Page extract:
Floating Mosque at sunset, KK
During this first month of my travels I have had one major thing on my mind that was to come to a head in Borneo
. I had signed up to climb Mt Kinabalu. I had trained for months to get fit for the climb, only to knacker my right ankle in the car crash just before leaving England. I have been trying to rest it as much as possible but really, when there is a world to explore it is impossible to sit still for too long. I really had done my best though, Chinese herbal patches in Penang
, massage in Thailand, galavanting around less than I would normally. The thing is, as I arrived into Borneo’s capital Kota Kinabalu (KK) on the plane from Penang, and as I explained to the Malaysian couple on the plane (who nearly adopted me!), my ankle was still randomly swelling up, I kept knocking it, was still blinkin painful.
People say that the climb down from the 4,095 metre peak of Kinabalu is actually worse than going up as it is tough on the knees and ankles. OK, time to admit defeat I guess, would be way too painful, this was not going to happen for me this time :(
Feeling pretty deflated, I checked into the hostel in KK and emailed the climb organisers to cancel. They offered to take me on a 1:1 tour of Kinabalu national park instead so I could at least see the mountain and get a sense of the scale of the challenge that i was oh so close to giving a bash. I spent the first couple of days exploring the city and surrounding areas. First impressions were that KK was just a complete concrete jungle (it was bombed heavily in WW2 and rebuilt) a bit tacky, bit of a problem with traffic, full of shopping malls and fast food restaurants.
I guess I was just in a negative mood overall, but this place seemed to lack a soul. I caught a boat taxi out to some nearby islands for beach and snorkelling, and what a day this was. Just offshore from the city, about 20 minutes by boat, is the Tunku Abdul Rahman marine park with a number of beautiful tropical islands. Really easy to get to from KK, you just turn up at Jesselton Point Pier and decide which islands, and how many, you want to hop to and jump on a boat. I visited two of the islands, Mamutik and Sapi. Both were beautiful with white sandy beaches, clear sea, many colourful fish but sadly again dead dead dead coral. Nothing alive here whatsoever. Still, I saw some interesting fish then chilled out on a real quiet bit of beach Blisssssssssss..... I was just nodding off in the sun when I heard a noise that made me jump, literally boy did I jump as running towards me from the woods near the beach were TWO DRAGONS!!!! Seriously look at my pics, they were fu@king dragons, tongues lashing out.

Provided material:
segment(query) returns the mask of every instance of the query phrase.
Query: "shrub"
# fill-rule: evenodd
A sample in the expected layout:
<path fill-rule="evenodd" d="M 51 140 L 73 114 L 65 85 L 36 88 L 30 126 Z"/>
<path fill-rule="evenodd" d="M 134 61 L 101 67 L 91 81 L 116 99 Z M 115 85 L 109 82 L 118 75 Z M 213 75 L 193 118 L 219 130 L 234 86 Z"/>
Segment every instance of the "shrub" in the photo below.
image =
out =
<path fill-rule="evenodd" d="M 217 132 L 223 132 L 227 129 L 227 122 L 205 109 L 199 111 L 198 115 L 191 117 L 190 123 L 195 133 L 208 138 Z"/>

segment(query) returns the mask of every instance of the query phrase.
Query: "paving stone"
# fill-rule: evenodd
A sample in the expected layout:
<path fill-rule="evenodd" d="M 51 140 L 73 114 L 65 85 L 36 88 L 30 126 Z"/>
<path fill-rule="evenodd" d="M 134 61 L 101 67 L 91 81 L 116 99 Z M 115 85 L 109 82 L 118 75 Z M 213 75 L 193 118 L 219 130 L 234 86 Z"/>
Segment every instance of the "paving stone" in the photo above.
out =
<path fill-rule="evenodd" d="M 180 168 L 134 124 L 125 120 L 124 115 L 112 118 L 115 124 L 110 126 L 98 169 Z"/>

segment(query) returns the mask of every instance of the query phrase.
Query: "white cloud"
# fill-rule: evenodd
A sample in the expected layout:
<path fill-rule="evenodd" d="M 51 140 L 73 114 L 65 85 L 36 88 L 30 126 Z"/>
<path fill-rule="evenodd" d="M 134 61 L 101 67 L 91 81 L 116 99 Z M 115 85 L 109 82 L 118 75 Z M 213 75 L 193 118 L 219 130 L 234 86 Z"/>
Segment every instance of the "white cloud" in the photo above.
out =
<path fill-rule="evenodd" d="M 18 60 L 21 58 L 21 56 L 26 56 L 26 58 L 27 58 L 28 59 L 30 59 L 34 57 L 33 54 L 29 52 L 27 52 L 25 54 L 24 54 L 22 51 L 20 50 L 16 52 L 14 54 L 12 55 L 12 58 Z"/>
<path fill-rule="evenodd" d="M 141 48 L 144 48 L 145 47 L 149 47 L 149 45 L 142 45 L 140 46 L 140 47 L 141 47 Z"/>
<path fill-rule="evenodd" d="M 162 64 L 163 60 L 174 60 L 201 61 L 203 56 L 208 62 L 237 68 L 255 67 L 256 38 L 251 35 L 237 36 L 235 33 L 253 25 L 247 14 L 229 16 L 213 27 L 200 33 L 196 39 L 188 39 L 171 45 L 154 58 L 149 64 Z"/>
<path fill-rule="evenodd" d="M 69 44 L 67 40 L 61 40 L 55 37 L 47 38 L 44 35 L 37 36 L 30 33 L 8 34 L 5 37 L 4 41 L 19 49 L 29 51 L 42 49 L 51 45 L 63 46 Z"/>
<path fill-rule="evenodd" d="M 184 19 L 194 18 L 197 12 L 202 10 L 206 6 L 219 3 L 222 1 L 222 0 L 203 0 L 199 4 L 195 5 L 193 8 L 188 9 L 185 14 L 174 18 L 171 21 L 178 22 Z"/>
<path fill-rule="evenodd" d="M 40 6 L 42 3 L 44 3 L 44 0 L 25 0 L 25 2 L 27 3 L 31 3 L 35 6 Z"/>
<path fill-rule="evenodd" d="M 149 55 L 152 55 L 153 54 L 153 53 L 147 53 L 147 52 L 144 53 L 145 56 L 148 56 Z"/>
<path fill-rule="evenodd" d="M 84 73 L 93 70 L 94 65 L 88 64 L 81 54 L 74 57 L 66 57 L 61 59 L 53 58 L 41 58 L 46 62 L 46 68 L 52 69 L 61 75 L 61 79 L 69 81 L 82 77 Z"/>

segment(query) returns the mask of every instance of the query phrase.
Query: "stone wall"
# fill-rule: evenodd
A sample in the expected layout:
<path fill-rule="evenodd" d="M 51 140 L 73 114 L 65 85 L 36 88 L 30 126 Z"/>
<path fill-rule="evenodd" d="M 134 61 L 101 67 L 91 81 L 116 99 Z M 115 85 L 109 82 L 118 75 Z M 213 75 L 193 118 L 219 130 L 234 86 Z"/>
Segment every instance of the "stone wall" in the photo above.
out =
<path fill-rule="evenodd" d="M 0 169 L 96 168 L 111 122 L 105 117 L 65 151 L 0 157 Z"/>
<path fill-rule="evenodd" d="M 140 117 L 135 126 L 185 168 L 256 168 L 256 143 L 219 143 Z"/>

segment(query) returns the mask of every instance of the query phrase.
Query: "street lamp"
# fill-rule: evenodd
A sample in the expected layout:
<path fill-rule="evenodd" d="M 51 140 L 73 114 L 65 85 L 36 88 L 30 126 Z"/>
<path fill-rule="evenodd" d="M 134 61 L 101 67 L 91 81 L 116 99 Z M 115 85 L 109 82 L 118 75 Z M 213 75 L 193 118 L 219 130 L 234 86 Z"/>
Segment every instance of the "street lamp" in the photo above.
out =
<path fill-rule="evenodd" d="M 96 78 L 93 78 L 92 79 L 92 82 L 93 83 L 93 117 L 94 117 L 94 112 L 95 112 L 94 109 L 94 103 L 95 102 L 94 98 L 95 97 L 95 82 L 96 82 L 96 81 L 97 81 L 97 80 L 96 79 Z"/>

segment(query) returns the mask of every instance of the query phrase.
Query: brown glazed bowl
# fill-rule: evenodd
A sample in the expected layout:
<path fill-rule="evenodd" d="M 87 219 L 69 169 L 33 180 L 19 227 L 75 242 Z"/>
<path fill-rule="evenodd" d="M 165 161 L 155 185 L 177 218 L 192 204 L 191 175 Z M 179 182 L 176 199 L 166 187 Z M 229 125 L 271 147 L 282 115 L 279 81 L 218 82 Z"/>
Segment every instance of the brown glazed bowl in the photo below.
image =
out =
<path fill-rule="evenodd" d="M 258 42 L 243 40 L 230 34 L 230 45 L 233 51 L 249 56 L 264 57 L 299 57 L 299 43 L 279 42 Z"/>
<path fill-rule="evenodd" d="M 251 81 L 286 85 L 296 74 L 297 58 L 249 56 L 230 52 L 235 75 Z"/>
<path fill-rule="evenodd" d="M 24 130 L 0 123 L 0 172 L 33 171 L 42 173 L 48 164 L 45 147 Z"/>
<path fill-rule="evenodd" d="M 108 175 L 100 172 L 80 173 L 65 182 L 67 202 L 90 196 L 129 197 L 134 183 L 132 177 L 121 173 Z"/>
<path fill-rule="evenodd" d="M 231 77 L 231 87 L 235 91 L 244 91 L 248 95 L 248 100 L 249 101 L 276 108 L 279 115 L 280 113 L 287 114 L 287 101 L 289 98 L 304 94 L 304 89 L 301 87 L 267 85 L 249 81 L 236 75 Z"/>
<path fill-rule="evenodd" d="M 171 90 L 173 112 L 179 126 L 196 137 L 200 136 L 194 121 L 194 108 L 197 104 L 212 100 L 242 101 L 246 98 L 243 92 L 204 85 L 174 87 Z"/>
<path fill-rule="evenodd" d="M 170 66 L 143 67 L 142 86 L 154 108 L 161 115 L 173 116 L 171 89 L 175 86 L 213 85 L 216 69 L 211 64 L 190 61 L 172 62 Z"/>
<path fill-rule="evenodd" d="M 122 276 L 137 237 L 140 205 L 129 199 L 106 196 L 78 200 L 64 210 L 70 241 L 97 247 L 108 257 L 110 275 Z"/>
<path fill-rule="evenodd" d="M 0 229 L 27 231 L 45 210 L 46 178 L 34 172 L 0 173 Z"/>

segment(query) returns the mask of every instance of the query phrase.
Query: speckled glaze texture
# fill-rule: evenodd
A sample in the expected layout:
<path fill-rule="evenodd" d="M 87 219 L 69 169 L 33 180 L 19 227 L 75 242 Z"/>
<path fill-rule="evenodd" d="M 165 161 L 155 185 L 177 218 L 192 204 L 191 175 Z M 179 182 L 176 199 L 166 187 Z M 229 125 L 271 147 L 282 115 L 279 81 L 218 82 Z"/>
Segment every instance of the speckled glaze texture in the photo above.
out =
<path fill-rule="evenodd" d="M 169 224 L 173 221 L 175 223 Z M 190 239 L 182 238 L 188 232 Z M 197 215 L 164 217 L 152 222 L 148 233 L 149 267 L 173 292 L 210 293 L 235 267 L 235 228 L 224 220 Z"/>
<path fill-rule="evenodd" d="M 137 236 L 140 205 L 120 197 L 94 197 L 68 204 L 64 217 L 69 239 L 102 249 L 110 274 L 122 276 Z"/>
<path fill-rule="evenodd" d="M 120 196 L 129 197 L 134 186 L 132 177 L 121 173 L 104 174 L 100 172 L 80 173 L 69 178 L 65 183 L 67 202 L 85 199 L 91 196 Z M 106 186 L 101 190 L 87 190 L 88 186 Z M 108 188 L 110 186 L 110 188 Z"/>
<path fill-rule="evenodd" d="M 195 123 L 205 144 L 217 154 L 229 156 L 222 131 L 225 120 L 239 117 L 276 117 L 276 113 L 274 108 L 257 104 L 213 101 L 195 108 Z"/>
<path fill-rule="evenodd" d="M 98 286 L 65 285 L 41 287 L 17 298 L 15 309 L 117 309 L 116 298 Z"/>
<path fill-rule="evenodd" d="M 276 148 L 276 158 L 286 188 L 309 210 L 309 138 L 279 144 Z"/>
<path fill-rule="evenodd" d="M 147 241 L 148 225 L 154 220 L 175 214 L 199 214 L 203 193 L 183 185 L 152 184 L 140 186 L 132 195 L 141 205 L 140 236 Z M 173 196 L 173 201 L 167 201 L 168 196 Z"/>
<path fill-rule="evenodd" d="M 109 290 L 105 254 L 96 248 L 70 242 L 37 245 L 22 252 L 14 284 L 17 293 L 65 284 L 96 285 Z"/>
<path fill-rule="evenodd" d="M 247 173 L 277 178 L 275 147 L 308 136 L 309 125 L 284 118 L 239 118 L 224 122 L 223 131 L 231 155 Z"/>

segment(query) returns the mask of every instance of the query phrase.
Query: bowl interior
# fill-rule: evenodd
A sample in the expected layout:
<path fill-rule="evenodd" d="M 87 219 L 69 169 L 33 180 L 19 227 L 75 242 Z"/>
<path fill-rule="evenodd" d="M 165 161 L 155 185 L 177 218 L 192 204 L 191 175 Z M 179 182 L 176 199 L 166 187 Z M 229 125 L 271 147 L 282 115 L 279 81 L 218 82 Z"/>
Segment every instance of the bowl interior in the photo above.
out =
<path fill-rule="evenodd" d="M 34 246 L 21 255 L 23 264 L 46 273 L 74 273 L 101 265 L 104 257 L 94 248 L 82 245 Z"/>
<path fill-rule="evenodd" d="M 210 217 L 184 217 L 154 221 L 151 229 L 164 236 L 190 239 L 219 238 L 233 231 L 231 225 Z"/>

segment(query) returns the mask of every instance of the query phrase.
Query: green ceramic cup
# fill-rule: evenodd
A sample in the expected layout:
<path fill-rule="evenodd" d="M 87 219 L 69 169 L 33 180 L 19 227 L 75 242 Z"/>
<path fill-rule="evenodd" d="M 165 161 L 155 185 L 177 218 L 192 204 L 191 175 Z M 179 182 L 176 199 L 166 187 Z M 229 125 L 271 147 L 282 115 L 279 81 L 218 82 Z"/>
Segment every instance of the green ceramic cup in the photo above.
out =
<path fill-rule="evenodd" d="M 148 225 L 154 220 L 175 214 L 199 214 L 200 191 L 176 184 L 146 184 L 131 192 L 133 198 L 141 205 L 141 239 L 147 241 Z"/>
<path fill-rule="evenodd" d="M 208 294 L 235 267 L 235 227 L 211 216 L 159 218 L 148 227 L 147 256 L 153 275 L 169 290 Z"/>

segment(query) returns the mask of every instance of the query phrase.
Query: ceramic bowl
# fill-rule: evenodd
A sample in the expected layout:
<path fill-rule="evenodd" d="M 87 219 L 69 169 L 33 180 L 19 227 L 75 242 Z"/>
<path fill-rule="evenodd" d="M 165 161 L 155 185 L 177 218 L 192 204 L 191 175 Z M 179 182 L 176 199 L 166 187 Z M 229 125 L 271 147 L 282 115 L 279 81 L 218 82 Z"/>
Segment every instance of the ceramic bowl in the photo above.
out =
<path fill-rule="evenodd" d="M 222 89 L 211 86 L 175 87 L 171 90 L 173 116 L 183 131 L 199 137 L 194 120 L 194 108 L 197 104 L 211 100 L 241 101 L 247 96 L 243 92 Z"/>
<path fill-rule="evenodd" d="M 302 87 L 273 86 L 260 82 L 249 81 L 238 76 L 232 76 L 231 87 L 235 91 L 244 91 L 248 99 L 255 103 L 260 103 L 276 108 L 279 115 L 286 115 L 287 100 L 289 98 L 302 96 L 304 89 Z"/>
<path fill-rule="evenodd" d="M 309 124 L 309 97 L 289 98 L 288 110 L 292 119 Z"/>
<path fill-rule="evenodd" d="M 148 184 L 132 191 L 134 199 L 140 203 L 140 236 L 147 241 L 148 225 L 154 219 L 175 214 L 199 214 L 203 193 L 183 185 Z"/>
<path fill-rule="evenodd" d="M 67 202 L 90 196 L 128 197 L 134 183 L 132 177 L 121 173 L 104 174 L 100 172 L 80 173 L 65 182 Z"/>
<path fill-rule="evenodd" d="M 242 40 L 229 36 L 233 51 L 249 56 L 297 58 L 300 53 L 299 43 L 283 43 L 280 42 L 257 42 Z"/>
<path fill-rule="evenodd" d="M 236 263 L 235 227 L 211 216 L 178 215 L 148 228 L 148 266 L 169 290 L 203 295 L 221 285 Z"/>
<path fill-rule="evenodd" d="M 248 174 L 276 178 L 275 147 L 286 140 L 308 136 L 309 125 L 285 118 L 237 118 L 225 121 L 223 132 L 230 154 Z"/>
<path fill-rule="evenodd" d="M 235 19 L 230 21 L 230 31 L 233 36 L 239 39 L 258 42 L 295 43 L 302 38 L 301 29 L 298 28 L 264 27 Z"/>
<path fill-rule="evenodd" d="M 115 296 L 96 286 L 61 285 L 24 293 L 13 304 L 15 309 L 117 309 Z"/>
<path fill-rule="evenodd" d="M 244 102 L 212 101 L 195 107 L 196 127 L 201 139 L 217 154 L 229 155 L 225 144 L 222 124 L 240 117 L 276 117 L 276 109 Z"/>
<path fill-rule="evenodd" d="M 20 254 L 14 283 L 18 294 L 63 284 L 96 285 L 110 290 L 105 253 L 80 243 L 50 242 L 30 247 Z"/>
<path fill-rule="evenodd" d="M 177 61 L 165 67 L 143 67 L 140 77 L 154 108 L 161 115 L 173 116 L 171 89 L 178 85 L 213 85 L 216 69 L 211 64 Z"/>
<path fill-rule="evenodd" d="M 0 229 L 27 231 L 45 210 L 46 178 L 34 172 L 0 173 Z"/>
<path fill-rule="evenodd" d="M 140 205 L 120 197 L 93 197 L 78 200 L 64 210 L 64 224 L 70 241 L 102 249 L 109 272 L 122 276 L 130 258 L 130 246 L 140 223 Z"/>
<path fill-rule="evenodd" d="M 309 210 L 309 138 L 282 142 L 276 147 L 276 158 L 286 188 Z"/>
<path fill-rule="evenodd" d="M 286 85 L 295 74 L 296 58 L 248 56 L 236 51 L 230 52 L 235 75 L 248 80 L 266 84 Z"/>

List of tasks:
A. Retype the part of the Borneo travel post that opens with the words containing "People say that" and closes with "fast food restaurants.".
B. Update the part of the records that opens with their first line and closes with the line containing "180 168 L 134" by replacing "shrub" with "bush" and leaving everything else unchanged. Return only those lines.
The travel post and the records have nothing to do with each other.

Per-task answers:
A.
People say that the climb down from the 4,095 metre peak of Kinabalu is actually worse than going up as it is tough on the knees and ankles. OK, time to admit defeat I guess, would be way too painful, this was not going to happen for me this time :(
Feeling pretty deflated, I checked into the hostel in KK and emailed the climb organisers to cancel. They offered to take me on a 1:1 tour of Kinabalu national park instead so I could at least see the mountain and get a sense of the scale of the challenge that i was oh so close to giving a bash. I spent the first couple of days exploring the city and surrounding areas. First impressions were that KK was just a complete concrete jungle (it was bombed heavily in WW2 and rebuilt) a bit tacky, bit of a problem with traffic, full of shopping malls and fast food restaurants.

B.
segment(query) returns the mask of every instance of the query phrase.
Query: "bush"
# fill-rule: evenodd
A sample in the expected layout:
<path fill-rule="evenodd" d="M 51 140 L 73 114 L 65 85 L 36 88 L 30 126 Z"/>
<path fill-rule="evenodd" d="M 134 61 L 101 67 L 91 81 L 116 99 Z M 115 85 L 109 82 L 118 75 Z M 213 75 L 193 118 L 219 130 L 234 86 Z"/>
Segment every instance of the "bush" in the photo below.
image =
out =
<path fill-rule="evenodd" d="M 217 132 L 223 132 L 227 129 L 227 122 L 205 109 L 199 111 L 198 115 L 191 117 L 190 123 L 195 133 L 208 138 Z"/>

segment(query) returns the mask of every instance of the query phrase.
Query: "paving stone"
# fill-rule: evenodd
A sample in the expected layout:
<path fill-rule="evenodd" d="M 51 140 L 73 114 L 65 85 L 36 88 L 30 126 Z"/>
<path fill-rule="evenodd" d="M 134 61 L 101 67 L 91 81 L 116 99 Z M 115 85 L 109 82 L 118 75 Z M 213 75 L 193 118 L 219 130 L 234 86 Z"/>
Segment every instance of the "paving stone" in the photo above.
out =
<path fill-rule="evenodd" d="M 180 168 L 134 124 L 125 120 L 124 115 L 112 118 L 115 124 L 110 126 L 98 169 Z"/>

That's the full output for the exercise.